[Referring expression data]
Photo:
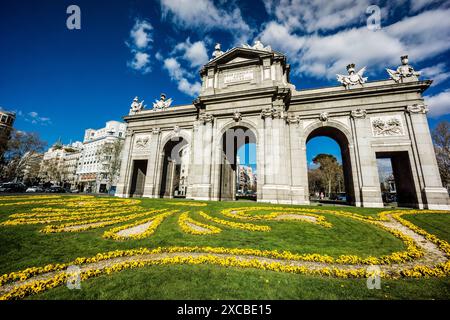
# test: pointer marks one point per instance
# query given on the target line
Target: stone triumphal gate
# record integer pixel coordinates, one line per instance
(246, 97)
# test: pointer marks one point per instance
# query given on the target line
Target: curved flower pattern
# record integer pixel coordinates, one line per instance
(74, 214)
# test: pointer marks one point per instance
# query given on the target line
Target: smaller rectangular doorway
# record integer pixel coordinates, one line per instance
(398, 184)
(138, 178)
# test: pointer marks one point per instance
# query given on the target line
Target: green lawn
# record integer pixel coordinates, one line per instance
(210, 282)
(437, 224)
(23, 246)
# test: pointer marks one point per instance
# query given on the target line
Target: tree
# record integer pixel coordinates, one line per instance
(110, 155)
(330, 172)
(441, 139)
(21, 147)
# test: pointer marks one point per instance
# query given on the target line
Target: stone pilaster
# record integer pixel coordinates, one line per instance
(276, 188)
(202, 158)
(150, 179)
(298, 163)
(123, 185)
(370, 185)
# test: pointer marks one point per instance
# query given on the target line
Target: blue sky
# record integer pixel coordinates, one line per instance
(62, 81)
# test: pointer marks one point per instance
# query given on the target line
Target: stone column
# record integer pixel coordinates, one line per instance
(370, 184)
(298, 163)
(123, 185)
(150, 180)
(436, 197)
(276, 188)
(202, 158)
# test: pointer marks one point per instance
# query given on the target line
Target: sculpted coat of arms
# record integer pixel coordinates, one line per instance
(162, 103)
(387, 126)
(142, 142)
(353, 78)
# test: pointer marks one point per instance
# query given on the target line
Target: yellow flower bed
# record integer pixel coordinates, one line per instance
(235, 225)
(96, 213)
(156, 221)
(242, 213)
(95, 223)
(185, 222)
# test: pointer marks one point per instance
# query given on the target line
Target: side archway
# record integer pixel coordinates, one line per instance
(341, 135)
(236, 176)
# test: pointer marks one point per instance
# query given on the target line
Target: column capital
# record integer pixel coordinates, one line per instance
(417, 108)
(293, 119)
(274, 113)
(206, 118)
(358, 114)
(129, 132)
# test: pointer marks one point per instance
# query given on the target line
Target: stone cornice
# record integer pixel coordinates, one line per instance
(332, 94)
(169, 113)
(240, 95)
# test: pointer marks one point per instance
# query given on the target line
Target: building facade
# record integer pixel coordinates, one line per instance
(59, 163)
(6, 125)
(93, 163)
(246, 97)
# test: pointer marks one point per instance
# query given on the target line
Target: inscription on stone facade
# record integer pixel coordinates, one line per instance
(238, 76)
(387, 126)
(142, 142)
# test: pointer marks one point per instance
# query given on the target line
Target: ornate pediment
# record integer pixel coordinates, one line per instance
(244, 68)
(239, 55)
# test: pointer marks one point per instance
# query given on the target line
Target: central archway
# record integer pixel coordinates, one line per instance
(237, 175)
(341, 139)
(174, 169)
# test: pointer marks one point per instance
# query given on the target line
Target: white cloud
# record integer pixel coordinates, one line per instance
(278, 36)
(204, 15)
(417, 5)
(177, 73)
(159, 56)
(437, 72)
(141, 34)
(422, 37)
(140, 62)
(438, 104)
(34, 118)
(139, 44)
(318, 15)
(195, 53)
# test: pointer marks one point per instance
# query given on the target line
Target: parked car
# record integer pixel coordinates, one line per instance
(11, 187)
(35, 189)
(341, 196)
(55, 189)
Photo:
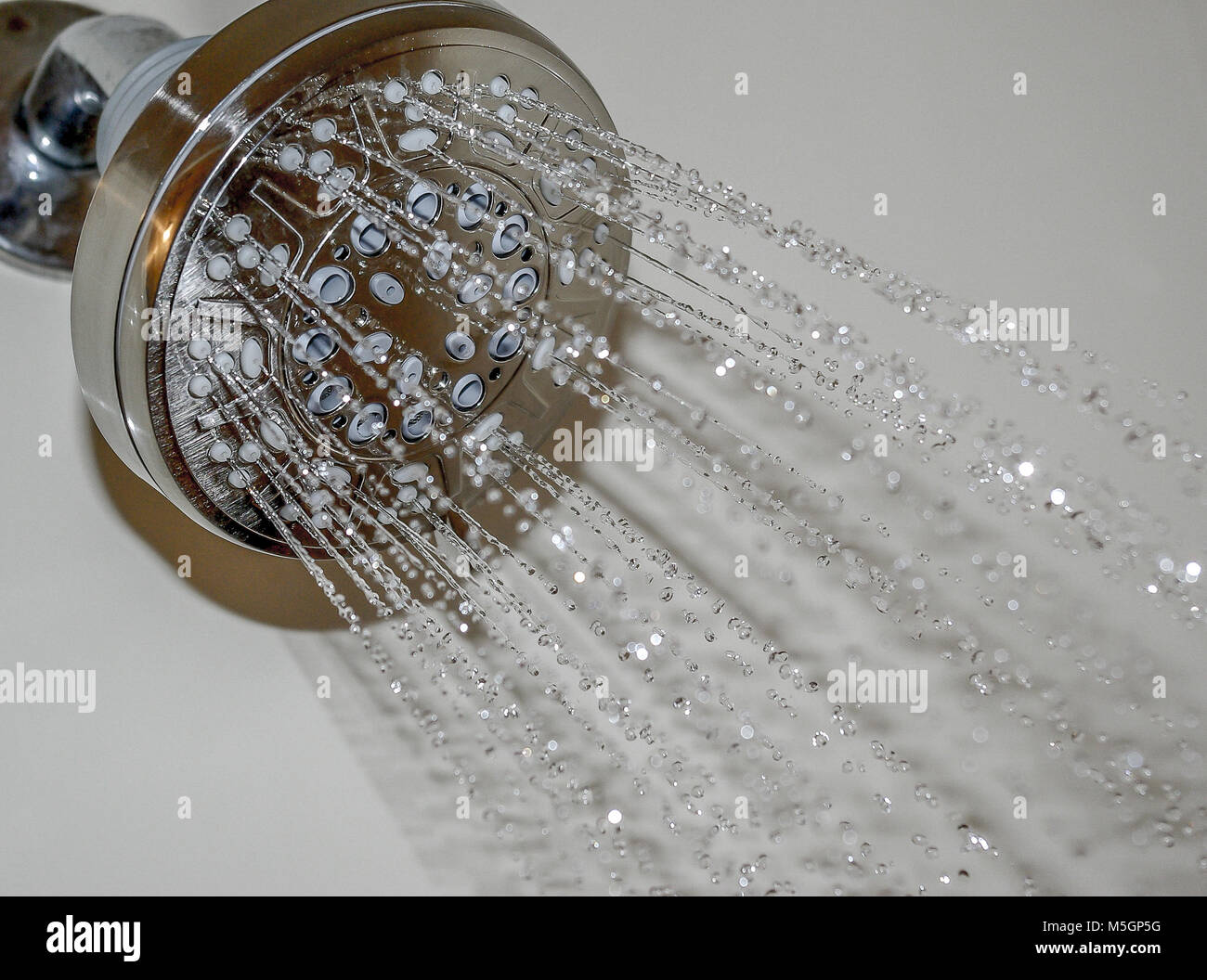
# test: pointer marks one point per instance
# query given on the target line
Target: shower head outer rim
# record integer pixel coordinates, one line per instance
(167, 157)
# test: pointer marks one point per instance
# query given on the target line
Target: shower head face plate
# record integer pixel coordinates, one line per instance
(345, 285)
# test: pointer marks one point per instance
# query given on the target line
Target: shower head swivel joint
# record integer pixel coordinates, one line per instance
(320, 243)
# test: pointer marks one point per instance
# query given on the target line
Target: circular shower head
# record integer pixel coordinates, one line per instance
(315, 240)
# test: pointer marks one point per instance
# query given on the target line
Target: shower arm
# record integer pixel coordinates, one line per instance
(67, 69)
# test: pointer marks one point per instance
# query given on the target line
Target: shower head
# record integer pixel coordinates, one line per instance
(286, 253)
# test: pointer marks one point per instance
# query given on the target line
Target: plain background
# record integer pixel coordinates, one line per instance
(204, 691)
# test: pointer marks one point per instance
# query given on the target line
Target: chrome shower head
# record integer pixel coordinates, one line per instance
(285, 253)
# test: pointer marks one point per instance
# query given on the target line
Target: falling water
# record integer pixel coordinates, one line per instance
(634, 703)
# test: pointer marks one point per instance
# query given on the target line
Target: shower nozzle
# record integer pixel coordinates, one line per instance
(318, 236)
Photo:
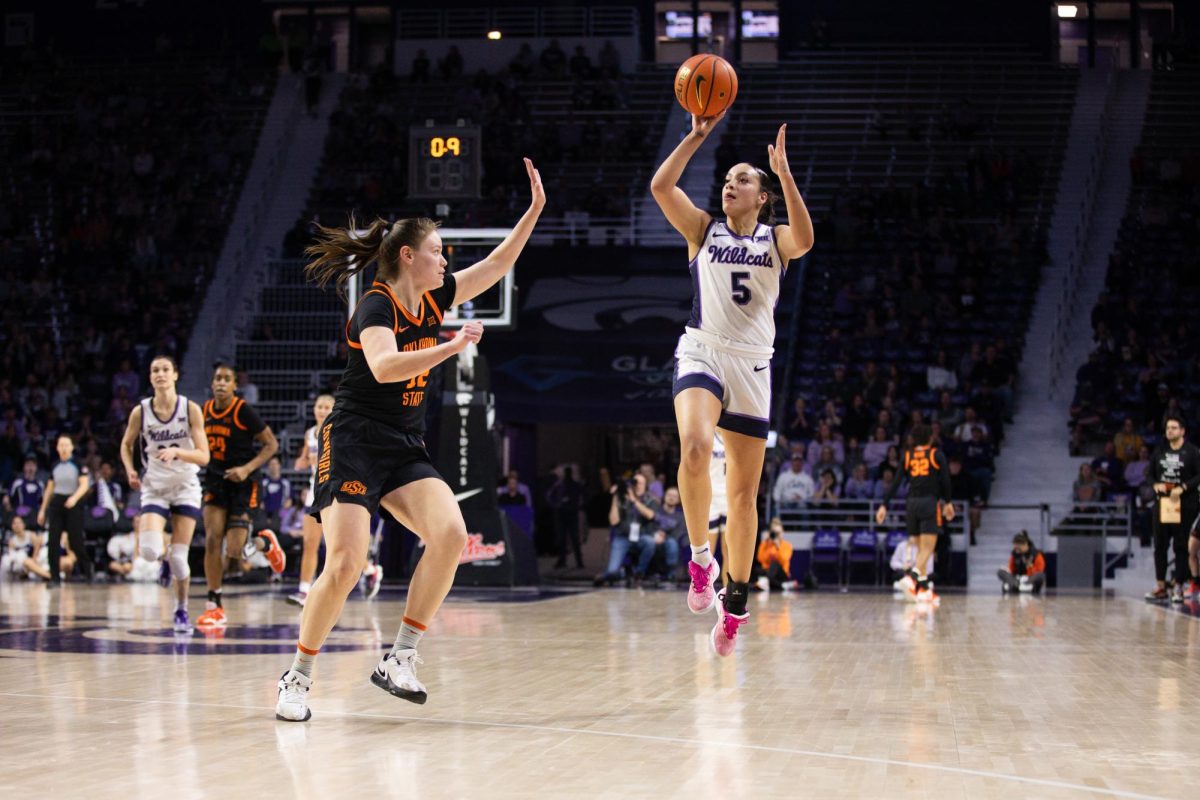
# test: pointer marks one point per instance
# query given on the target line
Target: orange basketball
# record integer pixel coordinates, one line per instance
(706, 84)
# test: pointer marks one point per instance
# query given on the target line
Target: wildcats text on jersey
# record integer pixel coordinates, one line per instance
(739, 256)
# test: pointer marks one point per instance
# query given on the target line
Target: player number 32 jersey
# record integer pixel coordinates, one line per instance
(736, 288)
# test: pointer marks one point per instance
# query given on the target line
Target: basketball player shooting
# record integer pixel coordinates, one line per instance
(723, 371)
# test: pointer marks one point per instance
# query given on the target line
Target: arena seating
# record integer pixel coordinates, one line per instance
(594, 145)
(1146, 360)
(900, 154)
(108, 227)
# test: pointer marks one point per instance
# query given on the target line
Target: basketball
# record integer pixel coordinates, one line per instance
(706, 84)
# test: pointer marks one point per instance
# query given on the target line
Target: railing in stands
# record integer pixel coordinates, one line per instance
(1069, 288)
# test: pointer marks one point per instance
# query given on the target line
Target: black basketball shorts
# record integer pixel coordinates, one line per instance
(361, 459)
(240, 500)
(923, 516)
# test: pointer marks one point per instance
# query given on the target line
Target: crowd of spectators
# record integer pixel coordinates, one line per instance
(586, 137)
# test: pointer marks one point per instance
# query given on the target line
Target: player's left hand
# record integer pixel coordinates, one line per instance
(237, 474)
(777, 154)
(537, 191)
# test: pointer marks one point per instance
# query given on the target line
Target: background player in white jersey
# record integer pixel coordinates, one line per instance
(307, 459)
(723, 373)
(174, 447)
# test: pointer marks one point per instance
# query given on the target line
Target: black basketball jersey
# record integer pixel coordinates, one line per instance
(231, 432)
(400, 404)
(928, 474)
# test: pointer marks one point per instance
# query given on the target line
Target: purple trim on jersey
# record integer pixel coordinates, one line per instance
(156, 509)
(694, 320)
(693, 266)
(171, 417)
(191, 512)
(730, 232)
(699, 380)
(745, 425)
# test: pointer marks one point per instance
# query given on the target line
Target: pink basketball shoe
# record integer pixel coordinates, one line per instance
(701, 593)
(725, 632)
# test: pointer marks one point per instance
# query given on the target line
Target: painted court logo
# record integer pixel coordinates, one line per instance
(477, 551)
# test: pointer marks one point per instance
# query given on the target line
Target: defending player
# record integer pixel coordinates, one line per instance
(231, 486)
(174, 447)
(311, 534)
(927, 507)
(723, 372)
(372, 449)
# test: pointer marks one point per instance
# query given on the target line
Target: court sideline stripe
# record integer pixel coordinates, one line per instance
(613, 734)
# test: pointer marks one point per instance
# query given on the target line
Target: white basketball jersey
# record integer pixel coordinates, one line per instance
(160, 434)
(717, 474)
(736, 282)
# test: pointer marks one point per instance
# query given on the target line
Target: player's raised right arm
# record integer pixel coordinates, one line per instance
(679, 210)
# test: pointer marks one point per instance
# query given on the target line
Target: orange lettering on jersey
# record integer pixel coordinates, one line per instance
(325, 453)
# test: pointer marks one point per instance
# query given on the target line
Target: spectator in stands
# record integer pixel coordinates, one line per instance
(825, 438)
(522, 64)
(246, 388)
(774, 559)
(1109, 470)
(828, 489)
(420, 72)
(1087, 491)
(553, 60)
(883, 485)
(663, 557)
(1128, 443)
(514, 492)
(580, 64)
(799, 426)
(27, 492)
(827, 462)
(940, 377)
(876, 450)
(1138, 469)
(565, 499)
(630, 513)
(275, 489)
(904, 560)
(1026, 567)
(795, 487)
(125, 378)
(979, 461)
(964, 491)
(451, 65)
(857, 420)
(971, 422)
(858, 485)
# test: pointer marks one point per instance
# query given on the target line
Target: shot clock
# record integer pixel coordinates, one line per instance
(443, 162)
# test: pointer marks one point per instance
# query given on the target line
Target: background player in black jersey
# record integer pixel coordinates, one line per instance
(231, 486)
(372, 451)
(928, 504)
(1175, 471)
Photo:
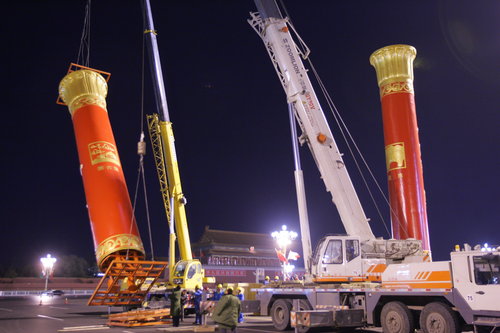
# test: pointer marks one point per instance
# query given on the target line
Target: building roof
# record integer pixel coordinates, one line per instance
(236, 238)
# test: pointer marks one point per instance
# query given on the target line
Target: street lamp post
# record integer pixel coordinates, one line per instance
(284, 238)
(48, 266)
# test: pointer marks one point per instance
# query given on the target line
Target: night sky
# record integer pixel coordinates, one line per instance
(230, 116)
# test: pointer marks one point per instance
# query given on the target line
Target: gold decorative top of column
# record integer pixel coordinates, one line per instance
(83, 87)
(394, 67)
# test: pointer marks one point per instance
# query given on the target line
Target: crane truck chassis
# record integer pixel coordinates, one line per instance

■ WHAT IS REQUIRED ■
Restate the lines of the records exactly, starting at the first and stopping after the line with "Target: tree". Leave out any picture.

■ RESPONSE TO THIS TASK ■
Photo:
# test: pointer marks one point per instance
# query given on the target line
Target: stone triumphal gate
# record integer pixel coordinates, one line per instance
(246, 97)
# test: pointer marks one point per instance
# query given on the target line
Target: curved flower pattern
# record integer pixel coordinates, one line per instance
(74, 214)
# test: pointer marks one point per instance
# query given on the target line
Target: smaller rectangular doorway
# record integer pixel coordinates, one line per instance
(398, 184)
(138, 178)
# test: pointer marks one point per instance
# query given on the target line
Target: green lawn
# record integer pixel coordinates, one line per instance
(210, 282)
(437, 224)
(23, 246)
# test: pointer marks one point per instance
# query given on the target line
Target: tree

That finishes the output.